» **TEXT SHOWN**:
Commentary on the Gospel of
Soon after I entered the Jesuit novitiate, those who had completed the initial two years of Jesuit formation took their first vows of poverty, chastity, and obedience on this feast day of Aloysius Gonzaga. It seems appropriate to me. Aloysius was the eldest of seven children and heir to the family title. His father, the marquis of Castiglione (Italy) dressed his little boy of four in a suit of armor and proudly took him to inspect the troops. However, as Aloysius grew, the lure of riches and honor did not excite him. The attractions of the 16th century court of Florence could not entrap him: at the age of ten, he vowed never to offend God by sinning. The marquis thought his eldest son would follow him, but Aloysius was interested in following another. At the age of 17, when Aloysius announced that he had decided to enter the Jesuit novitiate, it came as a blow to his father, who tried various ways to rid him of the idea. Finally, seeing that his son was determined to follow Christ, he consented.
Aloysius’ extreme ascetic practices were tempered in the novitiate. He said: “I am a piece of twisted iron; I entered religion to get twisted straight.” When the plague broke out in Rome in 1591, this young Jesuit scholastic, preparing for ordination, volunteered to help. He begged alms for the victims, carried the sick/dying into a hospital founded by the Jesuits, and cared for them. It was not easy; he confessed he was repulsed by the sight and smell of the sick. He overcame that repulsion, continued working with the sick (although his superiors tried to dissuade him), and became seriously ill. As he lay on his deathbed, he asked for communion. Looking at the crucifix in his hands, he pronounced the name of Jesus and died. He was twenty-three.

» **WORK INSTRUCTIONS**: Continue the commentary on Aloysius Gonzaga from where it stops.

» **DATA PROVIDED**:

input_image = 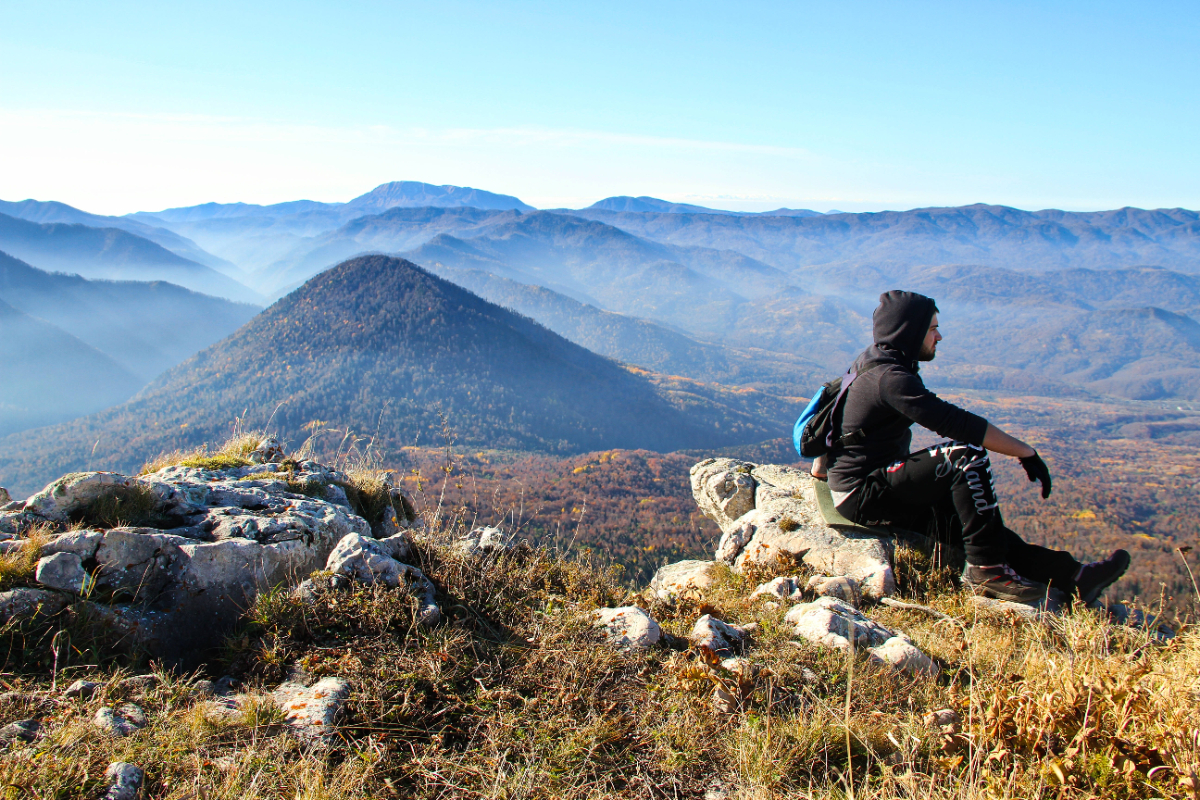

» **RESULT OF THIS TASK**:
Aloysius understood the message of Jesus, “Enter through the narrow gate,” and chose that narrow way leading to salvation. He accepted the call to follow Christ in freedom and love, knowing that he could have chosen the wide gate and the broad road, as many others did. As he let go of riches, honor, and pride, he discovered the road that leads to life. Alas, as our Friend and Master said, those who find it are few.
Let us make a quick prayer borrowed from Joseph Tylenda’s Jesuit Saints and Martyrs:
Lord, help us to be like our brother, Saint Aloysius, who gave up honor and riches to serve you. Keep us untouched by the spirit of this world, so that we may seek your glory in all things. Amen.